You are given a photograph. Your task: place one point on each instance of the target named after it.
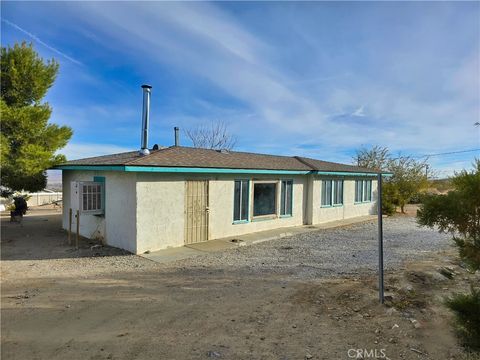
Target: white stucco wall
(160, 211)
(118, 226)
(348, 210)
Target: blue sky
(319, 79)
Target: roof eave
(164, 169)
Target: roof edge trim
(207, 170)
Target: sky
(318, 79)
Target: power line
(447, 153)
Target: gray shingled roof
(179, 156)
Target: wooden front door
(196, 211)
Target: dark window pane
(282, 198)
(289, 191)
(358, 190)
(327, 192)
(245, 197)
(236, 201)
(338, 192)
(264, 199)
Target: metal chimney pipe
(145, 119)
(177, 135)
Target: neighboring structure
(166, 197)
(180, 195)
(44, 197)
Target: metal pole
(78, 229)
(380, 240)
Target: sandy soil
(101, 303)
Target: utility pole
(380, 239)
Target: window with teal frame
(286, 198)
(240, 201)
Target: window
(332, 192)
(358, 190)
(363, 191)
(286, 197)
(367, 196)
(338, 192)
(327, 193)
(240, 205)
(91, 197)
(264, 198)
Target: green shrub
(466, 308)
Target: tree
(458, 213)
(212, 136)
(375, 158)
(28, 142)
(407, 177)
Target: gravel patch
(330, 252)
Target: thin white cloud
(407, 110)
(36, 39)
(359, 112)
(83, 150)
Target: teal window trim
(236, 222)
(335, 189)
(247, 195)
(291, 198)
(101, 179)
(324, 202)
(264, 218)
(363, 186)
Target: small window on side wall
(286, 198)
(241, 196)
(91, 197)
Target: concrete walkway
(188, 251)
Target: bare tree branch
(212, 136)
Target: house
(167, 197)
(181, 195)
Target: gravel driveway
(329, 252)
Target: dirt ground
(102, 303)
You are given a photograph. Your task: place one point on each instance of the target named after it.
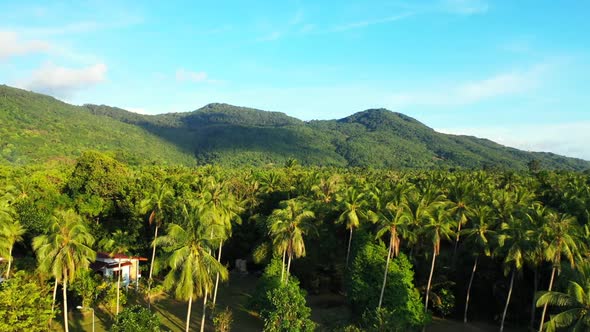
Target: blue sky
(517, 72)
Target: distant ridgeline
(36, 128)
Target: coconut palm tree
(393, 218)
(353, 210)
(513, 244)
(64, 251)
(575, 303)
(560, 233)
(436, 228)
(117, 244)
(11, 232)
(479, 238)
(288, 225)
(191, 264)
(155, 204)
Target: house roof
(118, 256)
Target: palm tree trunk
(429, 281)
(53, 302)
(65, 286)
(119, 285)
(533, 306)
(217, 277)
(204, 311)
(469, 288)
(152, 269)
(9, 262)
(507, 300)
(289, 266)
(348, 250)
(188, 313)
(385, 275)
(545, 306)
(283, 266)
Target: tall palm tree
(478, 237)
(288, 225)
(64, 251)
(513, 244)
(353, 210)
(393, 218)
(191, 264)
(155, 204)
(116, 245)
(575, 303)
(561, 235)
(11, 232)
(436, 229)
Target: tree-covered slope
(39, 127)
(36, 128)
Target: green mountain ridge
(237, 136)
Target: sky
(516, 72)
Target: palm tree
(156, 203)
(436, 228)
(288, 225)
(560, 233)
(575, 301)
(11, 232)
(393, 218)
(117, 245)
(478, 237)
(64, 251)
(514, 243)
(191, 263)
(353, 205)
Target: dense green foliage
(38, 128)
(136, 318)
(25, 304)
(402, 299)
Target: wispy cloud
(62, 81)
(366, 23)
(465, 7)
(12, 45)
(542, 137)
(184, 75)
(503, 84)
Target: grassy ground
(327, 310)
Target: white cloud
(366, 23)
(504, 84)
(569, 139)
(191, 76)
(62, 81)
(11, 45)
(465, 7)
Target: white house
(108, 266)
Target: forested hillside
(38, 128)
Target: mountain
(42, 127)
(36, 128)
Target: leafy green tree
(479, 238)
(25, 304)
(191, 263)
(353, 206)
(156, 203)
(288, 225)
(116, 245)
(64, 251)
(136, 318)
(574, 304)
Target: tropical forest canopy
(402, 246)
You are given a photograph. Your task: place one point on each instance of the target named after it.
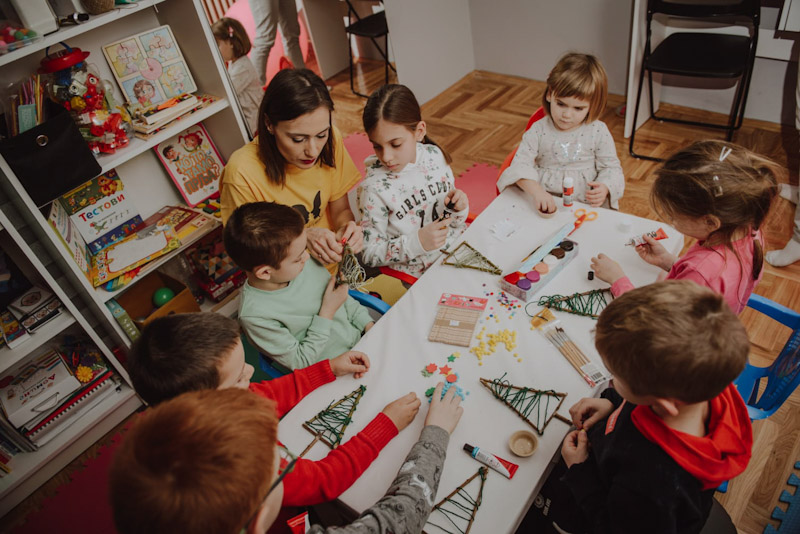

____________

**Try it:** Once the pictures are dropped, set down everything else in the records exactly.

**Answer section:**
You are given a photograph. Your task: place one point on each instance of the target named after it.
Target: white stucco wall
(160, 211)
(118, 226)
(348, 210)
Target: blue sky
(319, 79)
Target: roof eave
(164, 169)
Target: roof edge trim
(207, 170)
Target: sky
(318, 79)
Target: power line
(447, 153)
Target: gray shingled roof
(179, 156)
Target: wooden front door
(196, 211)
Target: dark window pane
(282, 198)
(289, 191)
(358, 190)
(327, 192)
(245, 197)
(236, 201)
(338, 192)
(264, 199)
Target: metal chimney pipe
(145, 119)
(177, 135)
Target: neighboring structure
(166, 197)
(180, 195)
(44, 197)
Target: metal pole
(78, 229)
(380, 240)
Target: sandy soil
(101, 303)
Target: utility pole
(380, 239)
Target: window with teal frame
(286, 198)
(240, 201)
Target: window
(332, 192)
(358, 190)
(363, 191)
(286, 197)
(367, 196)
(338, 192)
(327, 193)
(240, 205)
(91, 197)
(264, 198)
Target: green shrub
(466, 308)
Target: tree
(458, 213)
(212, 136)
(375, 158)
(28, 142)
(407, 177)
Target: gravel patch
(330, 252)
Target: thin white cloud
(407, 110)
(36, 39)
(359, 112)
(83, 150)
Target: teal window trim
(236, 222)
(335, 189)
(247, 195)
(291, 198)
(101, 179)
(324, 202)
(264, 218)
(363, 186)
Target: small window on side wall
(286, 198)
(241, 196)
(91, 197)
Target: concrete walkway
(188, 251)
Target: bare tree branch
(212, 136)
Target: house
(167, 197)
(181, 195)
Target: gravel driveway
(329, 252)
Target: dirt ground
(102, 303)
You are given a photograph. Your task: place one point on each instance of the target named after it.
Target: blue sky
(517, 72)
Target: distant ridgeline
(36, 128)
Target: coconut palm tree
(393, 218)
(353, 210)
(513, 244)
(64, 251)
(575, 303)
(560, 233)
(436, 228)
(117, 244)
(11, 232)
(479, 238)
(288, 225)
(191, 264)
(155, 204)
Target: house roof
(118, 256)
Target: palm tree trunk
(429, 281)
(53, 302)
(65, 286)
(119, 285)
(533, 306)
(217, 277)
(204, 311)
(469, 288)
(152, 269)
(9, 262)
(507, 300)
(289, 266)
(348, 250)
(188, 313)
(385, 275)
(545, 306)
(283, 266)
Target: tall palm tree
(478, 237)
(288, 225)
(64, 251)
(513, 244)
(353, 210)
(393, 218)
(191, 264)
(155, 204)
(116, 245)
(575, 303)
(561, 235)
(11, 232)
(436, 229)
Target: tree-covered slope
(39, 127)
(36, 128)
Target: green mountain ridge
(237, 136)
Target: sky
(516, 72)
Target: palm tree
(156, 203)
(436, 228)
(288, 225)
(560, 233)
(575, 301)
(11, 232)
(393, 218)
(117, 245)
(478, 237)
(64, 251)
(514, 243)
(191, 263)
(353, 205)
Target: dense green foliage
(38, 128)
(136, 318)
(25, 304)
(402, 299)
Target: wispy cloud
(62, 81)
(366, 23)
(465, 7)
(12, 45)
(542, 137)
(184, 75)
(503, 84)
Target: grassy ground
(327, 310)
Target: white cloud
(366, 23)
(504, 84)
(569, 139)
(191, 76)
(62, 81)
(11, 45)
(465, 7)
Target: white house
(108, 266)
Target: forested hillside
(38, 128)
Target: mountain
(42, 127)
(36, 128)
Target: leafy green tree
(479, 238)
(25, 304)
(191, 263)
(353, 206)
(156, 203)
(288, 225)
(116, 245)
(64, 251)
(136, 318)
(574, 304)
Target: tropical forest canopy
(402, 246)
You are given a photograph. Your task: place one point on each instance of the target named after it.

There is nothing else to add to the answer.